_What to do_:
Go through the listing beneath this task and return every line that carries the string "target".

>>>

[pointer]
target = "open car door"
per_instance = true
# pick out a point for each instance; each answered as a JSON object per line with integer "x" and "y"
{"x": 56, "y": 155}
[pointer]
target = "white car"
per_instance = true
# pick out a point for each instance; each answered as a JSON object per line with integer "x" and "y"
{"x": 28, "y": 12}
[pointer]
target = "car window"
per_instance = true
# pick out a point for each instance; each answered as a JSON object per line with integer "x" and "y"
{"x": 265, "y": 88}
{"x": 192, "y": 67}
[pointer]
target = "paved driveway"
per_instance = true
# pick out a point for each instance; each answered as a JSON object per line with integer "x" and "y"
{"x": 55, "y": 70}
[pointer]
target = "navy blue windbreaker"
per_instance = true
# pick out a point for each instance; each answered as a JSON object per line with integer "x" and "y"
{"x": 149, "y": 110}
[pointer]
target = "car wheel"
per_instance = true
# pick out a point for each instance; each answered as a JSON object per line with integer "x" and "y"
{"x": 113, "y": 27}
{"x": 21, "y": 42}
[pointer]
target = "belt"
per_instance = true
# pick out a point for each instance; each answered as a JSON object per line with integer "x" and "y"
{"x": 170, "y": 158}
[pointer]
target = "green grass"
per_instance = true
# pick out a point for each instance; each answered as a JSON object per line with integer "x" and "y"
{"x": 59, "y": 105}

<<<

_Written solution_:
target = "open car door"
target = "white car"
target = "car window"
target = "paved driveway"
target = "navy blue windbreaker"
target = "car wheel"
target = "belt"
target = "green grass"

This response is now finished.